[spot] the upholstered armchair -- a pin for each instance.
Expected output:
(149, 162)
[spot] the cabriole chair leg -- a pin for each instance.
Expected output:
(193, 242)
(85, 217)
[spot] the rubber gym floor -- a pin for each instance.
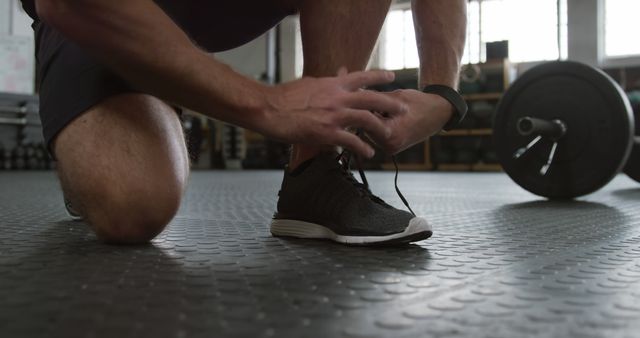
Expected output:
(501, 263)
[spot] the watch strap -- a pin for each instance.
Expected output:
(453, 97)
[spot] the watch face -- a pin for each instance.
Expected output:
(453, 97)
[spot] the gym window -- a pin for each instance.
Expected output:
(536, 31)
(620, 19)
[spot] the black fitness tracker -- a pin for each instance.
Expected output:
(453, 97)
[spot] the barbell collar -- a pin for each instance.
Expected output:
(553, 129)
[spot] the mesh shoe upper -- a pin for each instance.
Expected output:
(327, 194)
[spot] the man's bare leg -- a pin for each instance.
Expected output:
(336, 33)
(124, 166)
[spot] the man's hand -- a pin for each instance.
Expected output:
(320, 110)
(426, 115)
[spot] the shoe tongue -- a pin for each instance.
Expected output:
(323, 160)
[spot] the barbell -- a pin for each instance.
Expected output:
(565, 129)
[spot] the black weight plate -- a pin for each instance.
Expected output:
(599, 129)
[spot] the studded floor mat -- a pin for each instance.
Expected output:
(501, 263)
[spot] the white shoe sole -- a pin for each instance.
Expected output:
(418, 229)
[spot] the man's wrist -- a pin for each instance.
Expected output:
(458, 105)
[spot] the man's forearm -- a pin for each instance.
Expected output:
(143, 45)
(440, 35)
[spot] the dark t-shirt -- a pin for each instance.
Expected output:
(30, 7)
(216, 25)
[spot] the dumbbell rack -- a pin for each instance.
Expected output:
(475, 132)
(19, 142)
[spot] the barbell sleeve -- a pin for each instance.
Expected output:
(553, 129)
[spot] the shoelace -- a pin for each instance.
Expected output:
(345, 158)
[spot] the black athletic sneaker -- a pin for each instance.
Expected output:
(322, 199)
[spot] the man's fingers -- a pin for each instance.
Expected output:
(342, 71)
(375, 101)
(364, 119)
(353, 143)
(357, 80)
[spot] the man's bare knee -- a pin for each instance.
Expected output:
(123, 165)
(131, 217)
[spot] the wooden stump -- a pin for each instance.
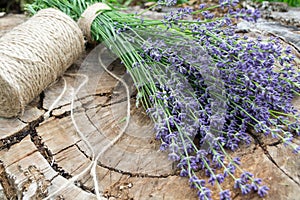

• Instruction: Starting with the line that contains "[spot] the black athletic" and going on through the end of the material, write out every line again, requests included, and scale each coordinate in the answers by 2.35, rounding to whole numbers with halves going up. Leave the pictures out.

• Exercise solution:
[spot] the black athletic sneaker -- a pin for each instance.
Expected output:
(757, 468)
[spot] the man's fingers -- a pin for each instance.
Expected output:
(804, 167)
(881, 237)
(855, 280)
(830, 336)
(839, 188)
[spot] the man's bare knee -- a pin for each instance.
Expected output:
(289, 388)
(308, 510)
[spot] the wooden stump -- a pin for each instance.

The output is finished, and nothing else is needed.